# QUOTED PASSAGE
↓
Scheduled Evaluations
Use the Schedules page to automate evaluations — either a one-time future run or a recurring check.
Validate first, then automate
Only schedule a run after you've already done it manually through Runs and confirmed the provider, dataset, and config all work. A schedule multiplies an existing workflow — it's not a substitute for first verifying things work.
One-time schedule
Set up a run for a specific future date and time.
- Open Schedules
- Choose One time
- Enter a schedule name
- Pick a provider, dataset, and model name
- Set the date/time and timezone
- Optionally add JSON run config
- Save
When to use: "Rerun this benchmark tomorrow morning after the deployment goes live."
Recurring schedule
Set up a run that repeats on a cadence.
- Open Schedules
- Choose Recurring
- Pick cadence: hourly, daily, or weekly
- Set interval and execution time
- For weekly: select which days
- Review the RRULE preview
- Save
If the visual builder is too limiting, switch to manual RRULE input and paste the exact rule.
↑
# PROMPT 1
Can you give the scheduled evaluations guide between "Validate first, then" and "on a cadence.", inclusive, changing "timezone" to "time zone"?
# PROMPT 2
How would the scheduled evaluations guide continue past its last line? Write that continuation.
You won't need the records for anything here.

# DATASET CONTENT
↓
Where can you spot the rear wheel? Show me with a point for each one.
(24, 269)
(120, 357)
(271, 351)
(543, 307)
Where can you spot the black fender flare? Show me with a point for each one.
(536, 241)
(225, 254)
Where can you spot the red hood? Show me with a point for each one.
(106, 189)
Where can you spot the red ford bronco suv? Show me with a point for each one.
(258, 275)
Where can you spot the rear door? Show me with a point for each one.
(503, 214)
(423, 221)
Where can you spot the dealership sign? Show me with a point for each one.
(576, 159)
↑
↓
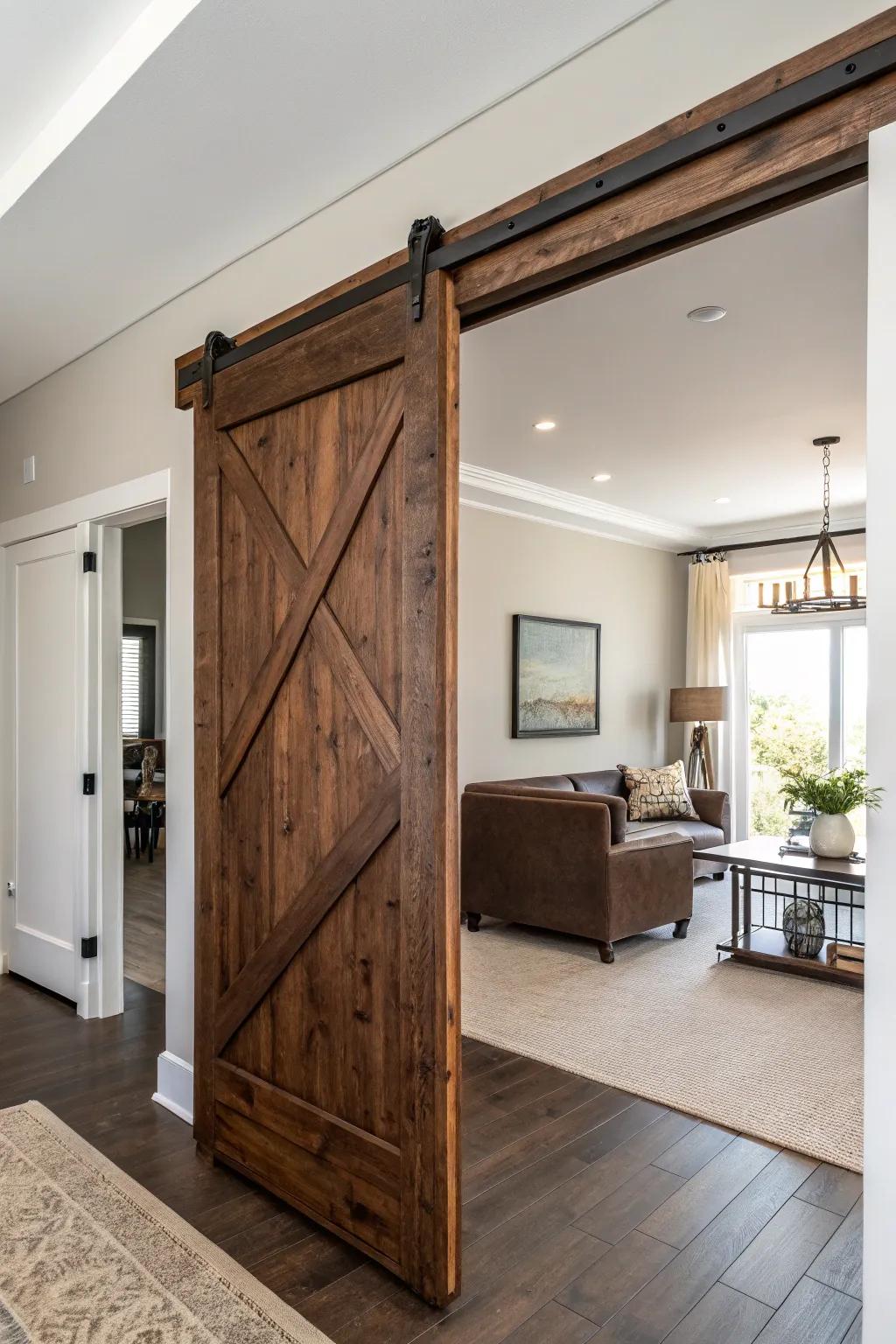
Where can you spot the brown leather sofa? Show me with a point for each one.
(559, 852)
↑
↓
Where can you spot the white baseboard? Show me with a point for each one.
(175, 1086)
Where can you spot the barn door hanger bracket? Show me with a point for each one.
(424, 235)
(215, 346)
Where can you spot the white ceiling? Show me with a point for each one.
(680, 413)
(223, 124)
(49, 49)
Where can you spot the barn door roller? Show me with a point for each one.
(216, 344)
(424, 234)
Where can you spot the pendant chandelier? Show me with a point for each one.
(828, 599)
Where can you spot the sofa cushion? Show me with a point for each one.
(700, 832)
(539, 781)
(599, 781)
↑
# TASK ANSWER 1
Validate first, then automate
Only schedule a run after you've already done it manually through Runs and confirmed the provider, dataset, and config all work. A schedule multiplies an existing workflow — it's not a substitute for first verifying things work.
One-time schedule
Set up a run for a specific future date and time.
- Open Schedules
- Choose One time
- Enter a schedule name
- Pick a provider, dataset, and model name
- Set the date/time and time zone
- Optionally add JSON run config
- Save
When to use: "Rerun this benchmark tomorrow morning after the deployment goes live."
Recurring schedule
Set up a run that repeats on a cadence.

# TASK ANSWER 2
When to use: "Check this provider every Monday morning" or "Run a nightly regression suite."
Managing schedules
From the schedule list you can:
- Rename, pause, resume, or delete schedules
- Update the model name, config, or timing
- See the last run time and next planned run time
Tips
- Name schedules descriptively. The name appears in run history, so "GPT-4o Daily Regression" is more useful than "Schedule 1."
- Reuse saved provider models — they auto-suggest in the schedule form and prevent typos.
- Start with small datasets when validating a new recurring rule.